## BEGIN Data records

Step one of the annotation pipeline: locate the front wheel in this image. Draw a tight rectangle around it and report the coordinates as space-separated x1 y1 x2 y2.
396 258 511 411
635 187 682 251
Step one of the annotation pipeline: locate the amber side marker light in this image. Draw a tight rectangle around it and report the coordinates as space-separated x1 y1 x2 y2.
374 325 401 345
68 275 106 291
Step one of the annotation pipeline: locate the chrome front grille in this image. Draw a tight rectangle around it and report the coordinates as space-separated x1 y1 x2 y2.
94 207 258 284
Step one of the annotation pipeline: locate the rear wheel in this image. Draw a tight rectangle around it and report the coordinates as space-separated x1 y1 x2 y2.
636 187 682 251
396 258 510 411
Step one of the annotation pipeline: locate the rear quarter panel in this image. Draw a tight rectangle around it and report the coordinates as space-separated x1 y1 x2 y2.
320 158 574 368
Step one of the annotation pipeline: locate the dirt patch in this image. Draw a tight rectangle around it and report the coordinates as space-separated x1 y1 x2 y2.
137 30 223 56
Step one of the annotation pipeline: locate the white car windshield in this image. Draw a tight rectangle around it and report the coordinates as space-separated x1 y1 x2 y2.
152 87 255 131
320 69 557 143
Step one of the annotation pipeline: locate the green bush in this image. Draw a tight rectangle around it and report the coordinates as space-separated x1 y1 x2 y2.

## END Data records

Copy out every item above word for word, leaving nothing out.

Full output:
Step one of the annotation pipeline: locate the front wheel in this image. Draw a tight rectangle around it and report the coordinates as space-separated x1 y1 x2 y2.
396 258 511 411
635 187 682 251
Step one of the annotation pipeline: locate the amber side marker light in this image. Draw a tight rectangle around it and report the coordinates as space-separated x1 y1 x2 y2.
374 325 401 345
68 275 106 291
Step one of the annotation pipeline: locate the chrome front grille in this image. Draw a tight rectangle around it and report the coordinates as space-separated x1 y1 x2 y2.
94 207 258 284
Step one of the annotation pipeline: locate the rear wheel in this image. Draw a tight rectangle around it and report the coordinates as space-separated x1 y1 x2 y2.
636 187 682 251
396 258 510 411
Step one of the annotation pipeline: locate the rear quarter panel in this image. Draw a tight rectangle around it and report the coordinates as space-separated x1 y1 x2 y2.
320 158 574 368
Step one of the annotation pipeline: locate the dirt patch in this image. Draw a tight rectangle around it and report the coordinates as space-separated x1 y1 x2 y2.
137 30 223 56
Step one of the annotation pipeline: locate the white car windshield in this image. Draw a tight rectangle around it and report the coordinates as space-separated x1 y1 x2 y2.
152 87 255 131
320 69 557 143
Step one of the annotation pipeline: locate the green bush in this image. Draw a tight rectangle around it and report the coordinates as space-separated x1 y1 x2 y2.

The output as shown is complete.